▶ Указания и требования
Отредактируйте все пункты ниже: замените «Locate» на «Find», а остальной текст оставьте без изменений. Изображения в ответ не включайте.

▶ Исходные данные
______________________________

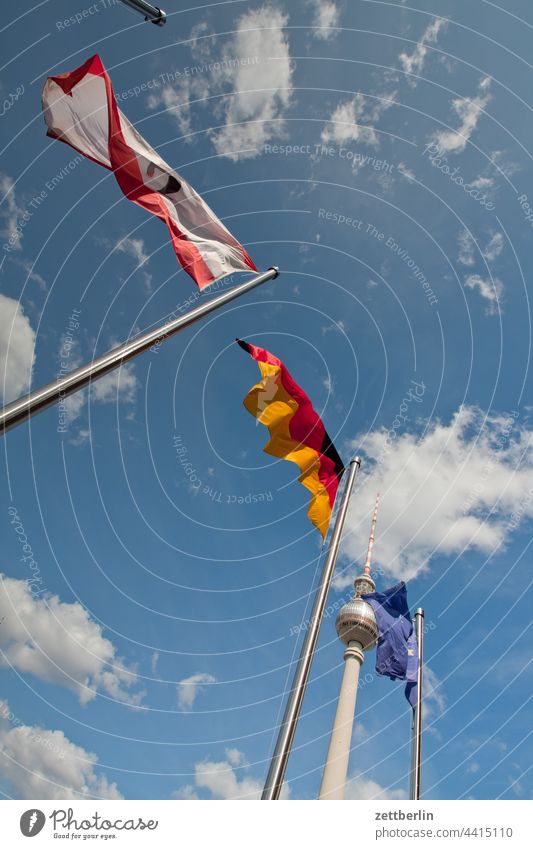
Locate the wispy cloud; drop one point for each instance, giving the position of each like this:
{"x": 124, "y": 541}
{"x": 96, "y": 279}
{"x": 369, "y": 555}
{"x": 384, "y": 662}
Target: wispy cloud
{"x": 190, "y": 688}
{"x": 43, "y": 764}
{"x": 59, "y": 642}
{"x": 253, "y": 72}
{"x": 11, "y": 212}
{"x": 467, "y": 248}
{"x": 326, "y": 14}
{"x": 468, "y": 110}
{"x": 17, "y": 349}
{"x": 455, "y": 490}
{"x": 222, "y": 781}
{"x": 491, "y": 290}
{"x": 413, "y": 63}
{"x": 355, "y": 119}
{"x": 359, "y": 787}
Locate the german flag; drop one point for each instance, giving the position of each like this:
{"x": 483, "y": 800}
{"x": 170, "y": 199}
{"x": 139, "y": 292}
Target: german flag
{"x": 297, "y": 433}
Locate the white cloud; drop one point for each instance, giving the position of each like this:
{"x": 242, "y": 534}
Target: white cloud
{"x": 191, "y": 687}
{"x": 490, "y": 289}
{"x": 359, "y": 787}
{"x": 253, "y": 75}
{"x": 354, "y": 120}
{"x": 406, "y": 172}
{"x": 467, "y": 249}
{"x": 336, "y": 327}
{"x": 136, "y": 249}
{"x": 11, "y": 213}
{"x": 120, "y": 384}
{"x": 452, "y": 489}
{"x": 59, "y": 643}
{"x": 489, "y": 253}
{"x": 221, "y": 780}
{"x": 235, "y": 757}
{"x": 326, "y": 15}
{"x": 494, "y": 247}
{"x": 43, "y": 764}
{"x": 413, "y": 63}
{"x": 261, "y": 91}
{"x": 17, "y": 342}
{"x": 469, "y": 110}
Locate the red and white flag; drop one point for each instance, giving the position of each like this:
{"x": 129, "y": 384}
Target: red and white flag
{"x": 80, "y": 109}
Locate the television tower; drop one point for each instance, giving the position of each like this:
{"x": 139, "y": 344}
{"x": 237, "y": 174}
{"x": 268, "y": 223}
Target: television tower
{"x": 357, "y": 628}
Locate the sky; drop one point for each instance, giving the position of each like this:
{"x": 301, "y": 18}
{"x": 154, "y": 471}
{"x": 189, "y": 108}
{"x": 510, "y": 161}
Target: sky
{"x": 156, "y": 565}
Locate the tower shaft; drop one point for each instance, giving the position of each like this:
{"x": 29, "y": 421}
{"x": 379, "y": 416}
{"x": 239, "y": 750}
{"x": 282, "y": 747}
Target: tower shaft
{"x": 336, "y": 767}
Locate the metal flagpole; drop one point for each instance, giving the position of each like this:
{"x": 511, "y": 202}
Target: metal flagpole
{"x": 151, "y": 13}
{"x": 278, "y": 764}
{"x": 24, "y": 408}
{"x": 416, "y": 745}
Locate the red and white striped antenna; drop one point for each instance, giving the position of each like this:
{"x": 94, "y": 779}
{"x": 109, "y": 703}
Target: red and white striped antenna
{"x": 366, "y": 570}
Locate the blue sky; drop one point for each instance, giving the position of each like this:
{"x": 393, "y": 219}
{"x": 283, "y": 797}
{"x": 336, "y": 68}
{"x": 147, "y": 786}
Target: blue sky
{"x": 378, "y": 154}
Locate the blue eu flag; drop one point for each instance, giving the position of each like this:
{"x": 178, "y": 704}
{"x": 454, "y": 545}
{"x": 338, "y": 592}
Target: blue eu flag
{"x": 395, "y": 630}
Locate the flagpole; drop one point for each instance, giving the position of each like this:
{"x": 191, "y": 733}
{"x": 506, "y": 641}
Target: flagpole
{"x": 24, "y": 408}
{"x": 416, "y": 742}
{"x": 278, "y": 764}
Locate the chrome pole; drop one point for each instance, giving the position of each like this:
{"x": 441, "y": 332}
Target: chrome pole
{"x": 24, "y": 408}
{"x": 416, "y": 744}
{"x": 278, "y": 764}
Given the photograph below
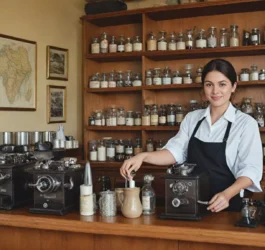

______________________________

▶ Результат
Find the wispy cloud; drop one point for each instance, giving the position of each like this:
{"x": 124, "y": 541}
{"x": 96, "y": 279}
{"x": 369, "y": 555}
{"x": 384, "y": 662}
Target: wispy cloud
{"x": 190, "y": 688}
{"x": 43, "y": 764}
{"x": 59, "y": 642}
{"x": 253, "y": 72}
{"x": 11, "y": 212}
{"x": 467, "y": 248}
{"x": 326, "y": 14}
{"x": 468, "y": 110}
{"x": 17, "y": 349}
{"x": 455, "y": 490}
{"x": 222, "y": 781}
{"x": 491, "y": 290}
{"x": 413, "y": 63}
{"x": 355, "y": 119}
{"x": 359, "y": 787}
Find the german flag; drop one point for each instance, giving the position of each like this:
{"x": 483, "y": 800}
{"x": 170, "y": 199}
{"x": 139, "y": 292}
Target: german flag
{"x": 297, "y": 433}
Find the white cloud; drop one point for each instance, giving the position of each like this:
{"x": 242, "y": 534}
Target: white cloud
{"x": 191, "y": 687}
{"x": 490, "y": 289}
{"x": 359, "y": 787}
{"x": 253, "y": 75}
{"x": 354, "y": 120}
{"x": 406, "y": 172}
{"x": 467, "y": 249}
{"x": 336, "y": 327}
{"x": 136, "y": 249}
{"x": 11, "y": 213}
{"x": 120, "y": 384}
{"x": 452, "y": 489}
{"x": 59, "y": 643}
{"x": 489, "y": 253}
{"x": 221, "y": 780}
{"x": 235, "y": 757}
{"x": 326, "y": 15}
{"x": 494, "y": 247}
{"x": 43, "y": 764}
{"x": 413, "y": 63}
{"x": 261, "y": 91}
{"x": 17, "y": 342}
{"x": 469, "y": 110}
Find the red and white flag; drop one point for each instance, giving the position of each like this:
{"x": 129, "y": 384}
Target: red and white flag
{"x": 80, "y": 109}
Find the television tower; drop one point for each instance, giving the position of each like this:
{"x": 139, "y": 344}
{"x": 237, "y": 174}
{"x": 268, "y": 223}
Target: television tower
{"x": 357, "y": 628}
Find the sky; drop one point for each instance, giving the position of each like this:
{"x": 301, "y": 18}
{"x": 154, "y": 471}
{"x": 189, "y": 108}
{"x": 510, "y": 161}
Target: sky
{"x": 156, "y": 565}
Find the tower shaft; drop one point for each instance, giving the position of each like this:
{"x": 29, "y": 421}
{"x": 379, "y": 416}
{"x": 239, "y": 750}
{"x": 282, "y": 747}
Target: tower shaft
{"x": 336, "y": 767}
Find the metal flagpole; drop one point for each instance, giving the position of each like this:
{"x": 511, "y": 202}
Target: metal flagpole
{"x": 151, "y": 13}
{"x": 278, "y": 764}
{"x": 24, "y": 408}
{"x": 416, "y": 745}
Find the red and white striped antenna; drop one point for each instance, giving the position of each like this:
{"x": 94, "y": 779}
{"x": 109, "y": 703}
Target: red and white striped antenna
{"x": 366, "y": 570}
Find the blue sky; drop one point for each instance, giving the position of each like this:
{"x": 393, "y": 219}
{"x": 283, "y": 797}
{"x": 336, "y": 68}
{"x": 147, "y": 786}
Target: blue sky
{"x": 378, "y": 154}
Find the blue eu flag; drop one point for each instance, giving the position of each like this:
{"x": 178, "y": 704}
{"x": 454, "y": 545}
{"x": 338, "y": 592}
Target: blue eu flag
{"x": 395, "y": 630}
Find the flagpole; drop one point for each instance, giving the position of each like this:
{"x": 191, "y": 733}
{"x": 506, "y": 641}
Target: flagpole
{"x": 24, "y": 408}
{"x": 416, "y": 742}
{"x": 278, "y": 764}
Find the chrome pole; drop one point for each instance, giving the position of each like this:
{"x": 441, "y": 332}
Target: chrome pole
{"x": 24, "y": 408}
{"x": 416, "y": 744}
{"x": 278, "y": 764}
Given the photograph below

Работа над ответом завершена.